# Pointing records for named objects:
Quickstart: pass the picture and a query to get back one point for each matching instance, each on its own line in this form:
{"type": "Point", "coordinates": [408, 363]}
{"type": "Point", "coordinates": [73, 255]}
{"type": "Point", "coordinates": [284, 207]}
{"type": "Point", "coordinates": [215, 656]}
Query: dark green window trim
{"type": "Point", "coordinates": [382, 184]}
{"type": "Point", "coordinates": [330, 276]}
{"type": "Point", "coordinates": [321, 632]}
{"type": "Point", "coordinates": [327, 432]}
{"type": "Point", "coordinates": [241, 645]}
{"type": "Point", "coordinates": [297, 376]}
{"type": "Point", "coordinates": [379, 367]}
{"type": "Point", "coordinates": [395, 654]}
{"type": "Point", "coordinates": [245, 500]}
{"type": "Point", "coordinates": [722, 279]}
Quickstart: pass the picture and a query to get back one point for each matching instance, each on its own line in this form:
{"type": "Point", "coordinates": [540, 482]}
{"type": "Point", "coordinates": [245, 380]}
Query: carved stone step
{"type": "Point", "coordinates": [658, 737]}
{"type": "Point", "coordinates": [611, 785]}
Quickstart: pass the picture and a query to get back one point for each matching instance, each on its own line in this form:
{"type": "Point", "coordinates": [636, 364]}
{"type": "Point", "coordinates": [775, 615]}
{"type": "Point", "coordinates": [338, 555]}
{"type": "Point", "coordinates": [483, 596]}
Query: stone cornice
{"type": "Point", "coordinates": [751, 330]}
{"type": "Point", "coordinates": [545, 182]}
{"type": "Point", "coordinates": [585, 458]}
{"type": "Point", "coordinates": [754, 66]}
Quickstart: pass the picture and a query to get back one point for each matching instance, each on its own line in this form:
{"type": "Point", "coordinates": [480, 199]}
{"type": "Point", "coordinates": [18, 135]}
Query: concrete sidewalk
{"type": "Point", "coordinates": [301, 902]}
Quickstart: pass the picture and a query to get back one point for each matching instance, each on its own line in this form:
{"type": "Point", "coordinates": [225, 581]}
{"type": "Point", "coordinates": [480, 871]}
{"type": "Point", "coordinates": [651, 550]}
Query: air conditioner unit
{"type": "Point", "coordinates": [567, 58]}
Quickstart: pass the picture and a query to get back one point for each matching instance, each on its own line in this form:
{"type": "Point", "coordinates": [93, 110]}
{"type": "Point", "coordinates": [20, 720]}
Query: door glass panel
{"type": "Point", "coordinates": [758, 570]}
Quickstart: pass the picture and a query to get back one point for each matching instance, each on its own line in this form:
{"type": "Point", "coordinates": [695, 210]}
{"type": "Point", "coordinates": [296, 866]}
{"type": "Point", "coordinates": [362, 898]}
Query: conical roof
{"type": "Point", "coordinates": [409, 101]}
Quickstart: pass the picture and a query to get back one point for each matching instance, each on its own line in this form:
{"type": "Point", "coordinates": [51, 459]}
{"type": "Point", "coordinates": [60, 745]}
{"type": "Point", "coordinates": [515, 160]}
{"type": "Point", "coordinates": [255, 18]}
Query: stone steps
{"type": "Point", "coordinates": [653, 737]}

---

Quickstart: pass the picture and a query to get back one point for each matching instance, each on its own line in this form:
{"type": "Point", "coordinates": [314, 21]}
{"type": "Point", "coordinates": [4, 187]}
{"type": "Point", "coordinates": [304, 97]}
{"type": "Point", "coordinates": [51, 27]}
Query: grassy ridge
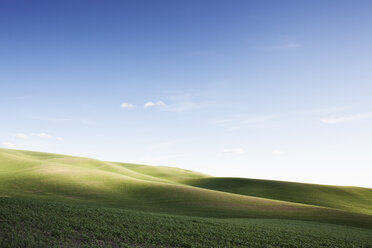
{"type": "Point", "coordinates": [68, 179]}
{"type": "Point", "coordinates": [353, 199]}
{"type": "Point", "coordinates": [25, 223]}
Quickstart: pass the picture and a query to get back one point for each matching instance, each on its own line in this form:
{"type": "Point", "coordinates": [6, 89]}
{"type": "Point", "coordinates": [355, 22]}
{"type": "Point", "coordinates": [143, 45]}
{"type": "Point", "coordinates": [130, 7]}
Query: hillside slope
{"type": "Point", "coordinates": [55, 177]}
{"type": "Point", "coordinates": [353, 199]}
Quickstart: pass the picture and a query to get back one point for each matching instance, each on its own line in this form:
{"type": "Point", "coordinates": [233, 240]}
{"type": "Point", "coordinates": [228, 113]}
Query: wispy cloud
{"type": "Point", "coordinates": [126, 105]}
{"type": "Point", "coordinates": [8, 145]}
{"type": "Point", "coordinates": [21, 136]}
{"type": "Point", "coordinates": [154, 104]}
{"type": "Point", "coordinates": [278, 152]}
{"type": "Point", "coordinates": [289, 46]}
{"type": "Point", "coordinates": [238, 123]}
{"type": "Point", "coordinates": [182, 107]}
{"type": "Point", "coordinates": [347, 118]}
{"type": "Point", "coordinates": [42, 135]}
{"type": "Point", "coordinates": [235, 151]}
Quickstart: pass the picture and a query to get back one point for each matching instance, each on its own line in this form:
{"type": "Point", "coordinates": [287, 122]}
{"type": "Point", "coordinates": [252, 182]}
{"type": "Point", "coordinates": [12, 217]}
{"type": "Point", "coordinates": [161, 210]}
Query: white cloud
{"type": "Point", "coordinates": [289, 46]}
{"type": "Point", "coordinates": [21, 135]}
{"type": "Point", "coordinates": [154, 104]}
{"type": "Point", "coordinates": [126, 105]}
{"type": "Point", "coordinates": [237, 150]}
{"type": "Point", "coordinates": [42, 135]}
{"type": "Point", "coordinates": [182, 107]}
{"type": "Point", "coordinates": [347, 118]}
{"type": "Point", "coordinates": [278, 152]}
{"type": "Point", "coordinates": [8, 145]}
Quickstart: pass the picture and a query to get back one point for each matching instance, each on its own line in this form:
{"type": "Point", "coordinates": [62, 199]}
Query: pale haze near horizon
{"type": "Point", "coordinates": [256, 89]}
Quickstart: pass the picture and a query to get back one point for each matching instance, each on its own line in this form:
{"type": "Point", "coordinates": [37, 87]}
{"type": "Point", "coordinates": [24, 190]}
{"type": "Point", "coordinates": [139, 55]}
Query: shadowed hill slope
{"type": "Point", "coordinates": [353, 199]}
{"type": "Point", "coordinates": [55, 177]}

--

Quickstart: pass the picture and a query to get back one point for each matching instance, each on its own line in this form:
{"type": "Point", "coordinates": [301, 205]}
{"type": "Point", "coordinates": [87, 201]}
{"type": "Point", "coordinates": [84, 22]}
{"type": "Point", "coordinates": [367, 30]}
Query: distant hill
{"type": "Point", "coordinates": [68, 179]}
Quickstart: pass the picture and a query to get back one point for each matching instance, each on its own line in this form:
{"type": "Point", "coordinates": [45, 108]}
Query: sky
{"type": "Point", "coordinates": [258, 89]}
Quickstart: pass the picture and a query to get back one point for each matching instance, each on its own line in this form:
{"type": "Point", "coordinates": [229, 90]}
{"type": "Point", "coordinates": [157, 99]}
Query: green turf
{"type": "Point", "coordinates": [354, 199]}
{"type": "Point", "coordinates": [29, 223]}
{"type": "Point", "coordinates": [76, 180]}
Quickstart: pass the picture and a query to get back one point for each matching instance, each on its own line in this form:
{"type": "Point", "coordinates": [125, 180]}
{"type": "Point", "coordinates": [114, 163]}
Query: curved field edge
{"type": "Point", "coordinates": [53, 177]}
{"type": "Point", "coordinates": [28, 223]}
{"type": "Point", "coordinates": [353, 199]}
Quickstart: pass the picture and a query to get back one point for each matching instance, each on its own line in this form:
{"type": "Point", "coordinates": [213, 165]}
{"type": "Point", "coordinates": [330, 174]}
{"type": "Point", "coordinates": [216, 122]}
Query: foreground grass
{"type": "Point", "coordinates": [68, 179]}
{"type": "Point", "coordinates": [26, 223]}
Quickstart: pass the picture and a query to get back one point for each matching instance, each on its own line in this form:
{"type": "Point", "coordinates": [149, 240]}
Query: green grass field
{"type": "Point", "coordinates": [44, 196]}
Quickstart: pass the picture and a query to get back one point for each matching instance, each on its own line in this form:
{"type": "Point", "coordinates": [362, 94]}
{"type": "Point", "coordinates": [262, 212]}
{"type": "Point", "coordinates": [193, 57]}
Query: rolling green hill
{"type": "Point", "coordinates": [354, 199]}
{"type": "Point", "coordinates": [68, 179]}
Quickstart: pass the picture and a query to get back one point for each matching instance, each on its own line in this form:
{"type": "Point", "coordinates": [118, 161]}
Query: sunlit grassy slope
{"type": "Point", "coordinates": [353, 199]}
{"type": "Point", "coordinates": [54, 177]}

# PROBLEM DETAILS:
Determine how many lines of the data above contain the string "cloud" with matching case, and give only that number.

# RESPONSE TO THIS TASK:
2